▶ Work to complete
Rewrite the records from the line with "Where is each instance of the table leg" to the line with "point(68, 227)", changing "armchair pillow" to "sofa cushion" and leaving everything else as it is.

..........

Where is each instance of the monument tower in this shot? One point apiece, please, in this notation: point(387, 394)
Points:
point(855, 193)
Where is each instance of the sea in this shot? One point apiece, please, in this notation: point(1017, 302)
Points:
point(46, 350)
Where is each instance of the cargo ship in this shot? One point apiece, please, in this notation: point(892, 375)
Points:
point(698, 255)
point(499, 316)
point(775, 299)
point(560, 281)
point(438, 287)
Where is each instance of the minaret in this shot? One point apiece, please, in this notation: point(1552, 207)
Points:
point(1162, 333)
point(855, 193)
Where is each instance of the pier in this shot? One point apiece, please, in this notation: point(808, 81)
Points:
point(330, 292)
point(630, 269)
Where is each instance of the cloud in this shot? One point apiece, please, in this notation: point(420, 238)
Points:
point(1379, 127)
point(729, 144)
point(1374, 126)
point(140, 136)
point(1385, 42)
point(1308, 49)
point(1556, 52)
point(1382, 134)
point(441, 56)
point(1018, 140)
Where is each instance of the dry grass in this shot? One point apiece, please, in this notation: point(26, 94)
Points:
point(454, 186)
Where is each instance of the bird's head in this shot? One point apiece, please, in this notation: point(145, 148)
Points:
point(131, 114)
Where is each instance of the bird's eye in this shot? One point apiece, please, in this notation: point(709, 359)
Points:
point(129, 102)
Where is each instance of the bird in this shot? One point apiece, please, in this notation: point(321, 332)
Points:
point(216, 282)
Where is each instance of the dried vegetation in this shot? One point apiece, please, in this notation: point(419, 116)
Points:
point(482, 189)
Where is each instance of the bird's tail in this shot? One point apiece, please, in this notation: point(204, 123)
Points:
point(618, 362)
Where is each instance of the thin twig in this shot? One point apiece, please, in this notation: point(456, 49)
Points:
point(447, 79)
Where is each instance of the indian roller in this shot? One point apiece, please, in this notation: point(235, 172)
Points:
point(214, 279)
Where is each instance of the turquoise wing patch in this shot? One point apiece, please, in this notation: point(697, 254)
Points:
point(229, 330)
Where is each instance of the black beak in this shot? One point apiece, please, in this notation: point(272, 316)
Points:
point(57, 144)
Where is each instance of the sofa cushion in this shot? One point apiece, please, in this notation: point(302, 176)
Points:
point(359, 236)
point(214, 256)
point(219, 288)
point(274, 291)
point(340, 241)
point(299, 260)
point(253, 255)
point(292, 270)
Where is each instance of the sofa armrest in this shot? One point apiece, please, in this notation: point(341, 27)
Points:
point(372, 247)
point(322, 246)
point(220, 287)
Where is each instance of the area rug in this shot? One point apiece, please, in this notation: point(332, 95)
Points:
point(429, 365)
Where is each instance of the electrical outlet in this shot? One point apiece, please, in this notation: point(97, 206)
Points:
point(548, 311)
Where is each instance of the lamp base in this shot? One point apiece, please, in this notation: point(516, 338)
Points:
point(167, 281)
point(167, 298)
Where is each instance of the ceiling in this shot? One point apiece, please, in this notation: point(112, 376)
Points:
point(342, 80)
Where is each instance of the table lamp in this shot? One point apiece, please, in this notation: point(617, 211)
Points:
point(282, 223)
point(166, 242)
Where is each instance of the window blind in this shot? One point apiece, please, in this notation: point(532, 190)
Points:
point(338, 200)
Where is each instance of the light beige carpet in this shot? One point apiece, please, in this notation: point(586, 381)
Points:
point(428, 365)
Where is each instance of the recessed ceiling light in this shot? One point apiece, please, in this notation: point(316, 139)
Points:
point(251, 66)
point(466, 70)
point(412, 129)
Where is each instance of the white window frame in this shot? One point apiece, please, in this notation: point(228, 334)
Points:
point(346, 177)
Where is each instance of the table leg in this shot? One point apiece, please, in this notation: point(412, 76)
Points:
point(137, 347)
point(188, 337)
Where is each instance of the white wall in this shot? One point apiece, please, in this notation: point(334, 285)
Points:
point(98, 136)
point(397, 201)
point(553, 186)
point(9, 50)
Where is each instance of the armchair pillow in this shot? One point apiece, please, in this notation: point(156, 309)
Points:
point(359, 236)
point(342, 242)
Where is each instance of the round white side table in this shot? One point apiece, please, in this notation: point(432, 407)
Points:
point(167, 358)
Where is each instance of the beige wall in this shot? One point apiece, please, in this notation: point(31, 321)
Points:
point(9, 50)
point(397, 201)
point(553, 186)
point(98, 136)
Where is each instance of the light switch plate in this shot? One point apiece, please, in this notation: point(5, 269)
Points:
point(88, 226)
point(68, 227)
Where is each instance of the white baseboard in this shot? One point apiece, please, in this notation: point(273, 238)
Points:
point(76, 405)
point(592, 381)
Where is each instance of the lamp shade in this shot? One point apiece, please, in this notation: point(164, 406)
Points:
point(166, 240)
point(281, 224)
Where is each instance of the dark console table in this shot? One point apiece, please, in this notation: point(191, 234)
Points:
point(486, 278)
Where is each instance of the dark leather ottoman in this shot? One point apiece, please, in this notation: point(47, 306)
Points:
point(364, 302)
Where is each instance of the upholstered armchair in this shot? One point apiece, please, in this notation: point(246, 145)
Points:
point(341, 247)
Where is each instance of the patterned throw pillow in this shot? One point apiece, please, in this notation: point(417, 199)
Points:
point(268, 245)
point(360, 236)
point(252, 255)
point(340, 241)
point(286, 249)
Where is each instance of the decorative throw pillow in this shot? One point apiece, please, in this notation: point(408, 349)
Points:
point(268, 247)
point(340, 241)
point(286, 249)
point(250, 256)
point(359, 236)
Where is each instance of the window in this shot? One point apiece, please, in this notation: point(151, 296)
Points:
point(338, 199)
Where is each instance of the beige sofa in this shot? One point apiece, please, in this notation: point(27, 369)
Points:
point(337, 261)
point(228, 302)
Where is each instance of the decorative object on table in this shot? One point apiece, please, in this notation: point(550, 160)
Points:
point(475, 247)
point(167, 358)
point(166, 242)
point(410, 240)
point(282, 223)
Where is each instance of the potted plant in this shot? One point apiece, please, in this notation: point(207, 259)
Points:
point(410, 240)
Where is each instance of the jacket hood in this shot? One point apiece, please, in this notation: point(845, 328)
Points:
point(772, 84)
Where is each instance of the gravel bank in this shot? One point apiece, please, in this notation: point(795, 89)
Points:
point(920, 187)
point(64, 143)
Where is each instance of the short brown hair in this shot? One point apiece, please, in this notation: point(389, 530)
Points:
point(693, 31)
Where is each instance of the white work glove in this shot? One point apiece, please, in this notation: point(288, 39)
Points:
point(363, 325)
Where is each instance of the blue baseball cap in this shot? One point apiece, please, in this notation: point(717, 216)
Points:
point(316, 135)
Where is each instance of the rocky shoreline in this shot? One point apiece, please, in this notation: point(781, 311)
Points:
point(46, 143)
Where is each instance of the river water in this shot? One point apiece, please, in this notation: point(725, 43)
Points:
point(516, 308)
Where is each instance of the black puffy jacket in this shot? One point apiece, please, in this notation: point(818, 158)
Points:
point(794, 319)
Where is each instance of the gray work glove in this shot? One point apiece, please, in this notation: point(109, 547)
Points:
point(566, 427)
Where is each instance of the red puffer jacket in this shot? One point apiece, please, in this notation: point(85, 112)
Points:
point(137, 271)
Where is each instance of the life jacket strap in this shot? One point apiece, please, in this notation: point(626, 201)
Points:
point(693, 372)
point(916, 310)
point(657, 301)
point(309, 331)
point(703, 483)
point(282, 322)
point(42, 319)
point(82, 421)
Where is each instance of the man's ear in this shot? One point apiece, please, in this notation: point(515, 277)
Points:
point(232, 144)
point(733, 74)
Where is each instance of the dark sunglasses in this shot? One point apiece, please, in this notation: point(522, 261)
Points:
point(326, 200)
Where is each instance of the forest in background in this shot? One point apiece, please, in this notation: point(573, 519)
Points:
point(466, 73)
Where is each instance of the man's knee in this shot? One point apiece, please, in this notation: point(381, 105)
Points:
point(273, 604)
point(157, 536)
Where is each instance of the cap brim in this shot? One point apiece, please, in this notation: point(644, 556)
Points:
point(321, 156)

..........

▶ Task response
Where is each instance of the table leg in this shot? One point apiece, please, in this notation: point(412, 76)
Points:
point(137, 347)
point(188, 337)
Where is each instance of the white wall in this shot? One point apiece, please, in this notation: point(334, 285)
Points:
point(98, 136)
point(397, 201)
point(553, 186)
point(9, 50)
Where is each instance of the sofa cushion in this shot? One point apiece, please, in this notation: point(156, 309)
Points:
point(359, 236)
point(342, 242)
Where is each instance of the round white side table in this shot? One point apiece, please, in this notation: point(432, 407)
Points:
point(167, 358)
Where is each instance of the beige wall in this shot? One point apiece, please, in this notation: point(31, 321)
Points:
point(9, 50)
point(397, 201)
point(553, 186)
point(98, 136)
Where is each instance of the light switch plate in this shot? One point apiece, please, in this notation: point(5, 269)
Points:
point(88, 226)
point(68, 227)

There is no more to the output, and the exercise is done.